[Natural-language object grounding data]

——————————

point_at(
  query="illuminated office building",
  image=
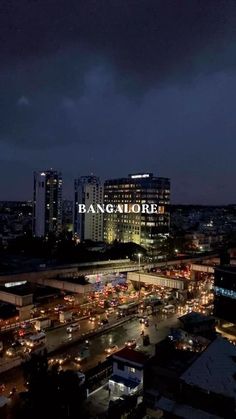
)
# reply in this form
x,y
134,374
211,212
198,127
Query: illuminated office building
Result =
x,y
88,191
225,293
47,204
141,228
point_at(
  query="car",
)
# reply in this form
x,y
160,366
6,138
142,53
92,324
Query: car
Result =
x,y
143,319
14,350
103,322
69,298
59,360
73,327
111,349
92,319
59,307
131,344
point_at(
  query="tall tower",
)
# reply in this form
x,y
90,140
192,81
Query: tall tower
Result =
x,y
88,191
47,208
143,229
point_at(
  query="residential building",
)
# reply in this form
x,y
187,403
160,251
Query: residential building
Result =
x,y
183,384
127,372
88,191
47,204
141,228
225,293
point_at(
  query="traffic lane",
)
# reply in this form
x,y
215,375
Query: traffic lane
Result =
x,y
131,330
118,336
60,335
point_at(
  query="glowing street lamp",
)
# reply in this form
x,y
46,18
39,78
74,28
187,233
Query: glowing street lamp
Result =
x,y
139,260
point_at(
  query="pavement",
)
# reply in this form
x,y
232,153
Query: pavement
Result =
x,y
97,403
117,336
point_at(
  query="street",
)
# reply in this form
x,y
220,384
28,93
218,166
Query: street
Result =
x,y
117,336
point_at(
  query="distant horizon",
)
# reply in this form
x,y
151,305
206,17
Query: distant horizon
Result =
x,y
171,204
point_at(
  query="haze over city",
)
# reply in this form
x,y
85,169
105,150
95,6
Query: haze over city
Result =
x,y
119,87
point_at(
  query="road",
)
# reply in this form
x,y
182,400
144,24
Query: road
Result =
x,y
116,336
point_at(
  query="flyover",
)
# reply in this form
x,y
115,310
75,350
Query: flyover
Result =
x,y
158,280
21,297
116,266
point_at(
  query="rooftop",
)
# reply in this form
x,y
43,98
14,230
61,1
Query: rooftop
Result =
x,y
20,290
215,369
193,317
131,355
182,410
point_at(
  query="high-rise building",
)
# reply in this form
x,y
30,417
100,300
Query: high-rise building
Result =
x,y
141,228
47,205
88,191
225,293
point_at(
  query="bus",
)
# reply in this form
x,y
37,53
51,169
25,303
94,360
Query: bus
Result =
x,y
168,309
35,341
127,309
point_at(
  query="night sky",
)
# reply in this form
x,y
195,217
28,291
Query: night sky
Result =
x,y
112,87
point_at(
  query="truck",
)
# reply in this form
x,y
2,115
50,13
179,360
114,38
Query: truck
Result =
x,y
42,324
65,316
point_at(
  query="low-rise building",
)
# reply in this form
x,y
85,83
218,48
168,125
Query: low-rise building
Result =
x,y
180,384
127,376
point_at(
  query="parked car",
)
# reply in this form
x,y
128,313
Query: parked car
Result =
x,y
111,349
131,344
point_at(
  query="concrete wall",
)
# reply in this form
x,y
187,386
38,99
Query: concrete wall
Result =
x,y
17,300
153,279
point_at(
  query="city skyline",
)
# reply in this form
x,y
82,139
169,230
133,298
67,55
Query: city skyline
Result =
x,y
119,87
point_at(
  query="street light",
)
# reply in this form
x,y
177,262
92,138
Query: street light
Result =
x,y
139,259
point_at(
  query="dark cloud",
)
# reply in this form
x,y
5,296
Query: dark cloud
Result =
x,y
115,86
152,40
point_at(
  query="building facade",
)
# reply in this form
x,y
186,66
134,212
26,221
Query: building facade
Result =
x,y
88,191
225,293
127,372
47,203
140,228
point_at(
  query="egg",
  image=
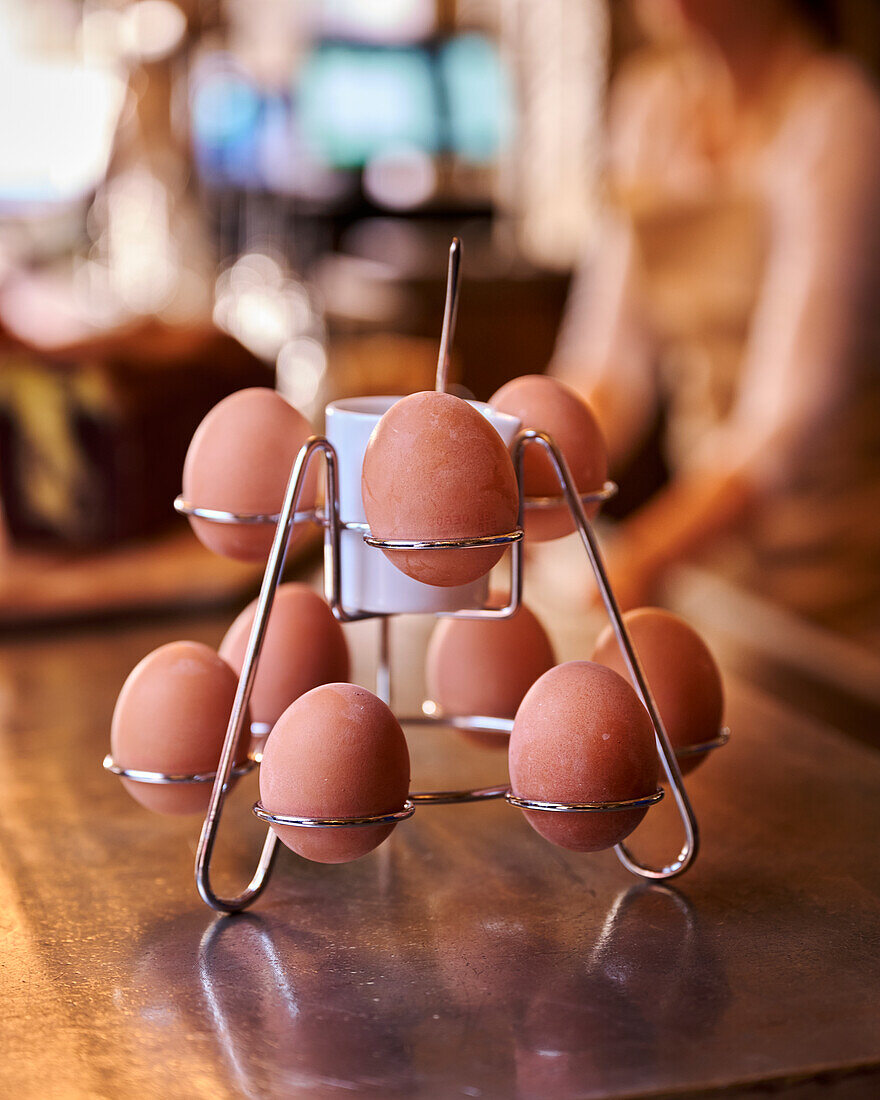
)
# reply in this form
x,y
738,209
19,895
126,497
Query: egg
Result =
x,y
582,735
240,460
682,674
304,647
171,717
486,666
337,751
436,469
543,404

——————————

■ Problem to work on:
Among the entries, count the lines that hold "distant". Reply with the count only.

■ Result:
2